_ÉNONCÉ_
Recopiez fidèlement la partie du compte rendu de concert comprise entre « Par Dom Imonk, photos » et « qui fera date. », ces deux passages inclus.

_EXTRAIT PRÉSENTÉ_
**********

Par Dom Imonk, photos Thierry Dubuc.
Saint-Émilion dimanche 23 juillet 2018
La nuit fut courte, normal, après tant d’émotions ! Mais nous voici de retour, frais et dispo, pour plonger dans un autre flow tumultueux de sons et d’images, l’acte III d’une édition qui fera date.
En tout début d’après-midi, c’est un Robin & The Woods en état de grâce qui accueille les festivaliers au Parc Guadet. On sait les sources de leur inspiration. Par une écriture riche, singulière et évolutive, ils savent établir avec originalité des liens éclairés, entre leur vision du rock 70s tendance King Crimson voire Soft Machine, et celle de ce jazz actuel en ébullition qui les passionne, et dont ils sont désormais aussi les acteurs. Robin Jolivet (guitare, compo), Jérôme Mascotto (saxophone ténor, compo), Alexandre Aguilera (flûte), Alexis Cadeillan (basse) et Nicolas Girardi (batterie) progressent tous à pas de « gentils géants »!

**********

_DONNÉES FOURNIES_
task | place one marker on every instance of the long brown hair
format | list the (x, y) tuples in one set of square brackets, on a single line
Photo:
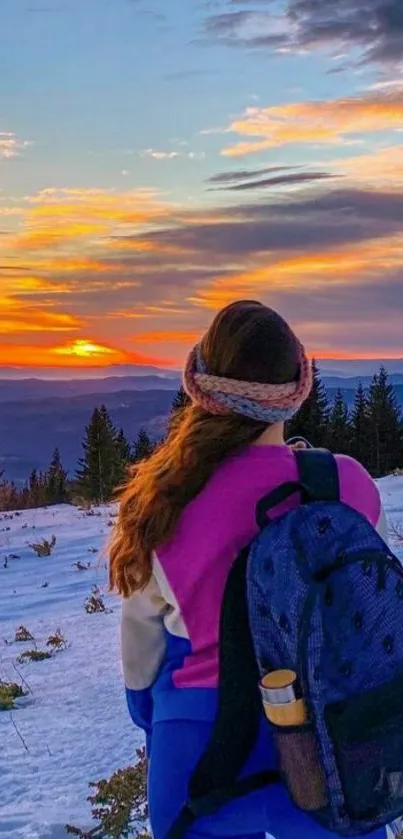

**********

_RÉSULTAT OBTENU_
Par Dom Imonk, photos Thierry Dubuc.
Saint-Émilion dimanche 23 juillet 2018
La nuit fut courte, normal, après tant d’émotions ! Mais nous voici de retour, frais et dispo, pour plonger dans un autre flow tumultueux de sons et d’images, l’acte III d’une édition qui fera date.